[Records from a dataset]

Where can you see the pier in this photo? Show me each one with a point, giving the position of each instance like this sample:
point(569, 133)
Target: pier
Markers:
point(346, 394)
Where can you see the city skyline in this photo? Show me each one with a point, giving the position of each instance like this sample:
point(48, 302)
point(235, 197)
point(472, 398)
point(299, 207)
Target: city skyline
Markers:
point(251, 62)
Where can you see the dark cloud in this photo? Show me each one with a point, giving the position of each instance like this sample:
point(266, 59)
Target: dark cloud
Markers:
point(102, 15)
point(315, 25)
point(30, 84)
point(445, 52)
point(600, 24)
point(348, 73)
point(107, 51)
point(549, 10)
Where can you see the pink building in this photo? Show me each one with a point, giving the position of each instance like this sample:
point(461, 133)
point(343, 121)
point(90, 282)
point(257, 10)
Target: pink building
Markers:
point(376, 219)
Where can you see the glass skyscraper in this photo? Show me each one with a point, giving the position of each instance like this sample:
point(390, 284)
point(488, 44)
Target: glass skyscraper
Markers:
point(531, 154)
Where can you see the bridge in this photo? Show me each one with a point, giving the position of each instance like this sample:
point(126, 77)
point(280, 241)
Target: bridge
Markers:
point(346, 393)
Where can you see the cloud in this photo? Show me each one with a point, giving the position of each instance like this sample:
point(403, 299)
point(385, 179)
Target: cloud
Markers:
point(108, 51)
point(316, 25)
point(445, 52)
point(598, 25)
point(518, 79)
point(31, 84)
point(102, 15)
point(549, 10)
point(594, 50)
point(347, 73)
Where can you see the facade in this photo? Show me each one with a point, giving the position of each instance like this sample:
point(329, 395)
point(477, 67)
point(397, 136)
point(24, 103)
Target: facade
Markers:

_WHAT YOU SHOULD DO_
Copy these entries word for word.

_TASK ANSWER_
Where can you see the pier in this photo? Show me each one with a point, giving the position of each instance like this sample:
point(569, 133)
Target: pier
Markers:
point(346, 394)
Where can you see the city skyline in this photo? Show me each one with a point, giving the position of each instance like this sample:
point(48, 302)
point(235, 197)
point(472, 398)
point(299, 207)
Target: city skyline
Markers:
point(251, 62)
Where can you see the dark cloud in this photo? Show me each one with a point, giving the position of each instance like this sample:
point(266, 59)
Target: dark cloud
Markers:
point(102, 15)
point(315, 25)
point(30, 84)
point(445, 52)
point(600, 24)
point(348, 73)
point(107, 51)
point(549, 10)
Where can you see the pink building in this photo? Show me each one with a point, giving the position of each instance like this sample:
point(461, 133)
point(343, 121)
point(90, 282)
point(257, 10)
Target: pink building
Markers:
point(376, 219)
Where can you see the glass skyscraper in this photo? Show me each one with a point, giving the position of each instance like this sample:
point(390, 284)
point(488, 44)
Target: glass skyscraper
Markers:
point(531, 154)
Where can you see the bridge in this photo? Show me each one with a point, giving the position of each instance like this sample:
point(126, 77)
point(280, 241)
Target: bridge
Markers:
point(346, 393)
Where can you see the cloud in this photo? Show me each one with a point, giving the position of each instance like this sample:
point(403, 299)
point(385, 179)
Target: cloud
Markers:
point(108, 51)
point(316, 25)
point(445, 52)
point(598, 25)
point(518, 79)
point(31, 84)
point(102, 15)
point(549, 10)
point(594, 50)
point(347, 73)
Where can you see the facade in this photo? Show me each one with a point, giving the position of each instance like this sample:
point(329, 395)
point(477, 67)
point(397, 136)
point(24, 103)
Target: facade
Markers:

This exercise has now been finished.